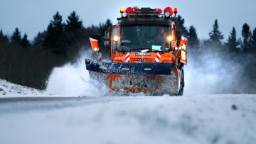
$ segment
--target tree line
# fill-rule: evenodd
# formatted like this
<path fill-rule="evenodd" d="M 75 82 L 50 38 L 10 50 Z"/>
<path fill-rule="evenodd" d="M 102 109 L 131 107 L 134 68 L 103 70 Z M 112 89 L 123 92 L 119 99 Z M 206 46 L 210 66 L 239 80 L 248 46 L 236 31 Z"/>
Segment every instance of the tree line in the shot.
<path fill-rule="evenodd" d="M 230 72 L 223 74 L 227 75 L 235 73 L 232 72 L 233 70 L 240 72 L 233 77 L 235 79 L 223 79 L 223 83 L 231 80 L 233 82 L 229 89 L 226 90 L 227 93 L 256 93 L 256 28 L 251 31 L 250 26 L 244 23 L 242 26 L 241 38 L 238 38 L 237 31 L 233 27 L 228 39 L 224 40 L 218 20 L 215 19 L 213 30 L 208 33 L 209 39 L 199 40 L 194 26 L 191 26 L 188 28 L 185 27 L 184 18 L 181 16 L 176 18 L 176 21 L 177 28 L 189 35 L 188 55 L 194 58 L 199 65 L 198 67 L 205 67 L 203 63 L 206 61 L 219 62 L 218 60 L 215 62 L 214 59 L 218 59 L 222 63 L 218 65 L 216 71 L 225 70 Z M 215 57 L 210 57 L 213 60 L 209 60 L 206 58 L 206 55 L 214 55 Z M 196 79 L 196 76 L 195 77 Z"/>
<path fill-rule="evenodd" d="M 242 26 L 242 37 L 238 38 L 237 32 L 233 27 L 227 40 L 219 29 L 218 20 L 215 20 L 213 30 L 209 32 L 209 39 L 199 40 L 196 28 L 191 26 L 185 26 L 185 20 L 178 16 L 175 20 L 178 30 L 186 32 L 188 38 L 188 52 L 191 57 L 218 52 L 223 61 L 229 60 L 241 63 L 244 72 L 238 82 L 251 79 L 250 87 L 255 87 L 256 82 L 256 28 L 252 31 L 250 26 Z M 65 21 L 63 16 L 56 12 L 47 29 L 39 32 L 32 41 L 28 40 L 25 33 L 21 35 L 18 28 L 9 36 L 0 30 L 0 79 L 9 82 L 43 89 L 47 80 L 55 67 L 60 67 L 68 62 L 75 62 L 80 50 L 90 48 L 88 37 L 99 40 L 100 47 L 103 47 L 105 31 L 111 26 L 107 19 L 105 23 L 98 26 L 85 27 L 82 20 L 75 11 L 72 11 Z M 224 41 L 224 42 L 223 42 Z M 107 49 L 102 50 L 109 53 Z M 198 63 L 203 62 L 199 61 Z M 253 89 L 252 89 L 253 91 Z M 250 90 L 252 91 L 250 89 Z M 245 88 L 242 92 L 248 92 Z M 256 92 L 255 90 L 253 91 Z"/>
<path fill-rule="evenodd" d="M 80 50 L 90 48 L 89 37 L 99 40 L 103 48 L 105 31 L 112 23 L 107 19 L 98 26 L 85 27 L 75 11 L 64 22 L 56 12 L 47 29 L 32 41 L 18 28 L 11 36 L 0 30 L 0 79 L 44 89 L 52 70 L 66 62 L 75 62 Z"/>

==

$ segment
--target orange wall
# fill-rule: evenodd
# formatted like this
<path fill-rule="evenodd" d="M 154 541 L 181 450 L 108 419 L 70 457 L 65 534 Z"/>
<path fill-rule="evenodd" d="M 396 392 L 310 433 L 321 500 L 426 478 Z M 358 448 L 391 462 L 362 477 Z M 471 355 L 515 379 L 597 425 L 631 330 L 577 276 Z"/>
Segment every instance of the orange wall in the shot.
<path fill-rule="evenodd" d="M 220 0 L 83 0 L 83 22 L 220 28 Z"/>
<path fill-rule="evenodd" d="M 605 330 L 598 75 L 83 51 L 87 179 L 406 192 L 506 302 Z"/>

--

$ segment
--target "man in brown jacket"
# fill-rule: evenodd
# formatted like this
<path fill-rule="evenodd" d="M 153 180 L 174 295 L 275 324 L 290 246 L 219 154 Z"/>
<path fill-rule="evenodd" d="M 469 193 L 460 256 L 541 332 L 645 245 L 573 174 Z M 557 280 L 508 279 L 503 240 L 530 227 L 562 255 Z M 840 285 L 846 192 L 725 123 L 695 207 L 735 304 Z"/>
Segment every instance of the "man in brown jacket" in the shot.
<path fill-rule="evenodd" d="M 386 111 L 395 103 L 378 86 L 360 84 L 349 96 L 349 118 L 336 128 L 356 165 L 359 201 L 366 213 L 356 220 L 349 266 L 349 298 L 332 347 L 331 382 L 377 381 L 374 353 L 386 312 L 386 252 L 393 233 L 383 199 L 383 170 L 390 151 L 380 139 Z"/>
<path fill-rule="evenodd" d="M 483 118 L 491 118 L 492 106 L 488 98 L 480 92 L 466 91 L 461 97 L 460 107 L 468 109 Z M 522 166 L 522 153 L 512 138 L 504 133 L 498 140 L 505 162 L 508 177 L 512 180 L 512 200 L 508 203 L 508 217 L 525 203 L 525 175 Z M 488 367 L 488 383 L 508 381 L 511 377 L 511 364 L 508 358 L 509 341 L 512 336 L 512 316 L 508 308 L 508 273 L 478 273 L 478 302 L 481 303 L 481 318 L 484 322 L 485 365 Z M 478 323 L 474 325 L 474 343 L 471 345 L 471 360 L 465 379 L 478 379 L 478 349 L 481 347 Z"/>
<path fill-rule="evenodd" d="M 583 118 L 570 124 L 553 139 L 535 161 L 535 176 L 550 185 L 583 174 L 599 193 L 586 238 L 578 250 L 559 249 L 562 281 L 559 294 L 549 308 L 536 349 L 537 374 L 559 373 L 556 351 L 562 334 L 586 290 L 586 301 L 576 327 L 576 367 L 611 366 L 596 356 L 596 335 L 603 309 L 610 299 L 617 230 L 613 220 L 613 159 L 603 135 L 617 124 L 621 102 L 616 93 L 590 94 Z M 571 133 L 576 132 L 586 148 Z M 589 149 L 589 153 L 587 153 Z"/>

# [PROBLEM REQUIREMENTS]
Pull out all rows above that contain the string "every", treating uppercase and lowercase letters as different.

# [THE REPLY]
Segment every instance of the tree line in the shot.
Segment every instance of the orange wall in the shot.
Segment every instance of the "man in brown jacket" in the shot.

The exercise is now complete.